CriticalSection cs(mutex);

// Code accessing shared date goes here.

That's it. Everything else is done for you. No matter how you exit that lexical block, the compiler guarantees that the destructor will be called to release the recursive mutex semaphore.

Similarly, Uninterruptible saves the current interrupt state (by saving a copy of SREG, the status register) and disables interrupts in its constructor, and restores the interrupt state in its destructor. So here's a section of code that runs with interrupts disabled.

Uninterruptible ui;

// Code to run without interruption goes here.

Endianess is sometimes a function of the tool chain.

It is legitimate to say that the megaAVR architecture is little-endian: the first or lowest address of a multi-byte variable points to the least-significant byte in that variable. Except on the AVR, there is no such thing as a multi-byte variable. Everything is done in byte-sized chunks using eight-bit registers.

Some registers are split into multiple eight-bit registers that are logically concatenated. For example, the sixteen-bit stack pointer is split into SPL (low) memory-mapped to address 0x3d and SPH (high) at address 0x3e. That's little-endian. But there is no way for an application to atomically access both of these chunks at one time as a variable. It is the code generated by the compiler that assumes a byte ordering of short or long variables stored in two or four consecutive bytes of memory. This was a new idea to me.

Harvard architecture requires some new thinking.

Executable code in the megaAVR architecture resides in flash memory or program memory. Non-persistent data resides in static random access memory or data memory. This is generically known as Harvard architecture, as opposed to von Neumann architecture where everything is accessed from a common memory, or at least a common memory bus. On the megaAVR, program memory is (two-byte) word addressed, while data memory is byte addressed. Persistent constant data can be stored in program memory too, but requires special functions that call dedicated machine instructions to bridge the gap from flash to SRAM for processing.

Just to make it even more complicated, some megaAVRs have a three-byte program counter instead of two-byte because their flash memory exceeds 128KB; word addressed, remember? So pointers to stuff in program memory may be three bytes, depending on the model of megaAVR, but pointers to stuff in data memory will always be two bytes. You can have two pointers with exactly the same numerical value, but one points to data in flash, the other to data in SRAM; if you mix up their usage, wackiness ensues.

It's up to you to keep this straight. The GCC AVR tool chain does not deal with this automatically. The non-automatic part makes life more complicated because the SRAM is so small -- a whopping 8KB on the ATmega2560, but a miniscule 2KB on the ATmega328P used on the Arduino Uno -- you absolutely must store large constant data in flash, or you'll find all your SRAM taken up with stuff like character strings. Ask me how I know this.

§ **Listing**:
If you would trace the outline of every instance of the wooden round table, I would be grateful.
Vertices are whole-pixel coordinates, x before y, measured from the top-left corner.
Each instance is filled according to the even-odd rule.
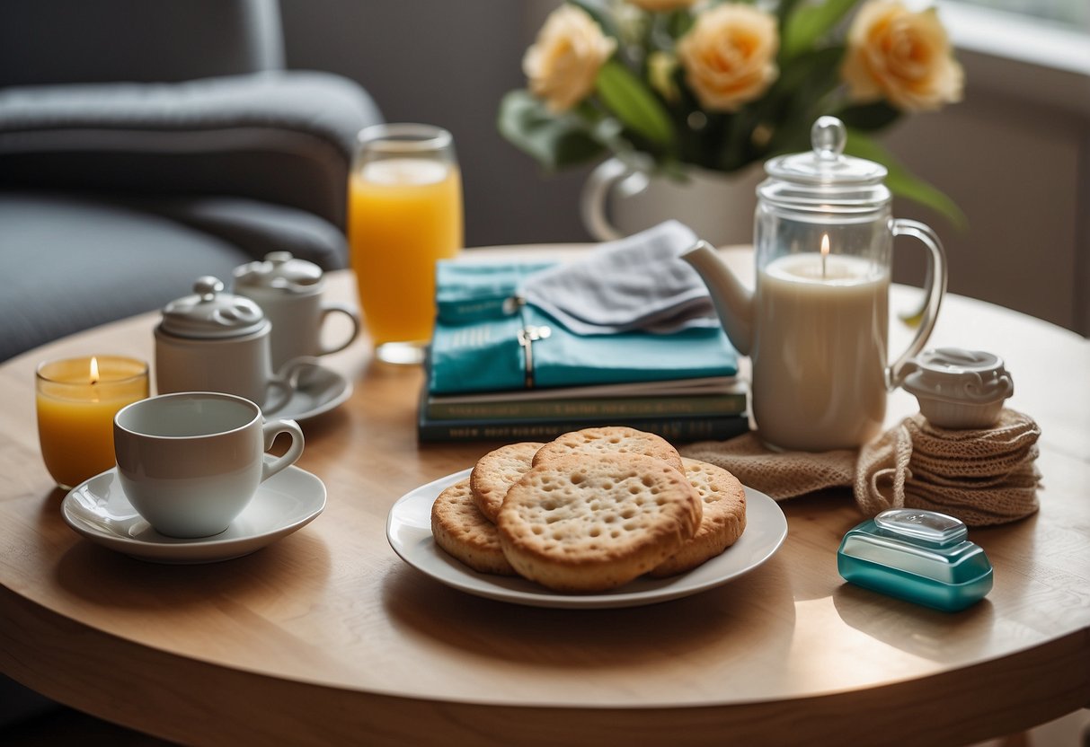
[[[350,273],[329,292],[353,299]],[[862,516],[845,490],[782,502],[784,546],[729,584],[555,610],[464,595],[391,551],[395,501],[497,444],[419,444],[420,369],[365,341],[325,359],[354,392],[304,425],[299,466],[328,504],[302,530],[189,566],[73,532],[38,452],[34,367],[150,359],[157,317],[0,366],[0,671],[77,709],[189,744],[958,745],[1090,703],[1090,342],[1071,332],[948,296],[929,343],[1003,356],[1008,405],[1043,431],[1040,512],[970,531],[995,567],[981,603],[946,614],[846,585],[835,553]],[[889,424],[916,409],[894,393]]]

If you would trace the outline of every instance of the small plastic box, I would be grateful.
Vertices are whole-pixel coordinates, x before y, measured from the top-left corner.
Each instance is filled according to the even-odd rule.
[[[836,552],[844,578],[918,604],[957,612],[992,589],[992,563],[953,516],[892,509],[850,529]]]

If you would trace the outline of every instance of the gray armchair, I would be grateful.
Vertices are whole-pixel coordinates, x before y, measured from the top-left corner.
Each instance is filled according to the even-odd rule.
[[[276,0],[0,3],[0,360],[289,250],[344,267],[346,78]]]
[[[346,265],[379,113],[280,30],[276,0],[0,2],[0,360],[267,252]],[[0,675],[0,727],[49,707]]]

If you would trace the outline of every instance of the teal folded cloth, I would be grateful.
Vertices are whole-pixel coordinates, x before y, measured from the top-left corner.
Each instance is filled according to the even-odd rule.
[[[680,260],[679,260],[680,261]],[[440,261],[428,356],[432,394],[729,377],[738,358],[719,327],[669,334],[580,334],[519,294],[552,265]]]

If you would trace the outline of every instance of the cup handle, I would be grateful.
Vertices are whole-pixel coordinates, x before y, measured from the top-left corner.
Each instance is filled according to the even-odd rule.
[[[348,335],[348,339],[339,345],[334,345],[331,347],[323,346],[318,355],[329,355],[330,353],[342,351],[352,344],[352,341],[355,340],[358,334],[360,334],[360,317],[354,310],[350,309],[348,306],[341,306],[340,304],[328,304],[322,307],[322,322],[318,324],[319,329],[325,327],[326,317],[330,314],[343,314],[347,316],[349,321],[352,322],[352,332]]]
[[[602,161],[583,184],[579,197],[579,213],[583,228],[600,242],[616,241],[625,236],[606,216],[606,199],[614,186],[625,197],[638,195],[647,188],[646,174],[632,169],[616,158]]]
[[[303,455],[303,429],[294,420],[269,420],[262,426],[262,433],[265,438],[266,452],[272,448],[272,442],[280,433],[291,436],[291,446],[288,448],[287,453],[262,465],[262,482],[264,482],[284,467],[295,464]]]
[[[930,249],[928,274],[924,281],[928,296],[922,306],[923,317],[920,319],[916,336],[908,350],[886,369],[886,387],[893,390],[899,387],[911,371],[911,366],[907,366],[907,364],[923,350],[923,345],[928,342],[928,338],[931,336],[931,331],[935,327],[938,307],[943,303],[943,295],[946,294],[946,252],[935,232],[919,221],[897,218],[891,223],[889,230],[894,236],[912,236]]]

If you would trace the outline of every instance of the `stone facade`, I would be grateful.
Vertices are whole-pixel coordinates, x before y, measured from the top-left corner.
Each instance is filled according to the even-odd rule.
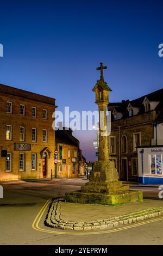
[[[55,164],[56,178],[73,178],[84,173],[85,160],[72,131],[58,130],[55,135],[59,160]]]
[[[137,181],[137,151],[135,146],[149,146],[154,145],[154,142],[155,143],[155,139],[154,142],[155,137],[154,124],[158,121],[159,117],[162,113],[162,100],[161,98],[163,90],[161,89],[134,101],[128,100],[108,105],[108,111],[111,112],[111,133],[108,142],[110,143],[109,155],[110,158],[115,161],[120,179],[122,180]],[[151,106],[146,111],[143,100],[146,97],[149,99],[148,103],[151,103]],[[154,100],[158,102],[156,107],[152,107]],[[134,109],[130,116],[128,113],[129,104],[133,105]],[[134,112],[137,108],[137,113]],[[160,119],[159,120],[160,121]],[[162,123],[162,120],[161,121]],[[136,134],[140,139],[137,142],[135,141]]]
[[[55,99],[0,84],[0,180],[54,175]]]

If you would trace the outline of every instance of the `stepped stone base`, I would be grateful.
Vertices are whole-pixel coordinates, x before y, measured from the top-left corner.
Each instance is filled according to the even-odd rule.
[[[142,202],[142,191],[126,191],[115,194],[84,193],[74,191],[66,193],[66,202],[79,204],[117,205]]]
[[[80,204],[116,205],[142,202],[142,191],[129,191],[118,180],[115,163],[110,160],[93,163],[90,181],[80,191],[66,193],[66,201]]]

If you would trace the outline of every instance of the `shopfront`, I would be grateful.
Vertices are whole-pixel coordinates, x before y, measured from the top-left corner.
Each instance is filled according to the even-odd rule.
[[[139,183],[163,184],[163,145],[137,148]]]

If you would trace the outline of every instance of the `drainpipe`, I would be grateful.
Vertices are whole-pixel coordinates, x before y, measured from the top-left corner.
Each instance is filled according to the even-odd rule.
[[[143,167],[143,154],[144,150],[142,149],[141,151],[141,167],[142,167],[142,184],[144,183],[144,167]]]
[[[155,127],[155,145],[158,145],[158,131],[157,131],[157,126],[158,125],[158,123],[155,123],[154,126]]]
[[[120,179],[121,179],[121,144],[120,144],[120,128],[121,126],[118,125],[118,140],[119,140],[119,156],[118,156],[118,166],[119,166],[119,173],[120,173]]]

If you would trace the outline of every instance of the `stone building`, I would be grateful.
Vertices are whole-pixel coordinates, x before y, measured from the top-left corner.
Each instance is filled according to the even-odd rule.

§ **What this exercise asks**:
[1] Summarize the megaAVR programming passage in three sentences.
[2] Carry on the megaAVR programming passage from where it stops.

§ **Per-task outputs**:
[1] Objects such as CriticalSection and Uninterruptible handle setup in their constructors and cleanup in their destructors: the destructor releases a recursive mutex or restores the saved interrupt state, and the compiler guarantees it runs however the block is exited. The megaAVR can be called little-endian, but it works only in eight-bit chunks, so the byte ordering of two- and four-byte variables is assumed by the code the compiler generates. Its Harvard architecture keeps code in word-addressed flash and data in byte-addressed SRAM, so pointers of equal value can refer to different memories, and because the GCC AVR tool chain does not manage this and SRAM is so small, large constant data must be stored in flash.

[2]
The GCC C and C++ compilers and the AVR C library includes extensions, attributes, type definitions, functions, and preprocessor macros to enable you to write code to deal with all of this. But write code you must. You will find your source files littered with stuff like PROGMEMPSTR, strlen_P(), pgm_read_byte() and the like. Once you get used to it, it's actually pretty straightforward. But it is definitely a different way of thinking. You also hope you'll never have to port this code to a different microcontroller architecture.

Resource constraints make you a better developer.

It is a lot easier to write code for a whopping big server with gigabytes of real memory, gigabytes more of virtual memory, terabytes of disk space, and many processing cores each of which runs at many gigahertz, and a virtual machine that hides all the hardware from you. Heck, anybody can do that. Shoehorning a complex multi-tasking C++ application into 8KB of SRAM, that takes some real thought.

You are forced to make architectural decisions up front and careful design and implementation decisions as you go. You are forced into understanding the consequences of your actions as you decide: do I really need virtual functions in this class? You have to figure out how things actually work under the hood as you ponder: what happens when I go past the 128KB flash boundary in my application?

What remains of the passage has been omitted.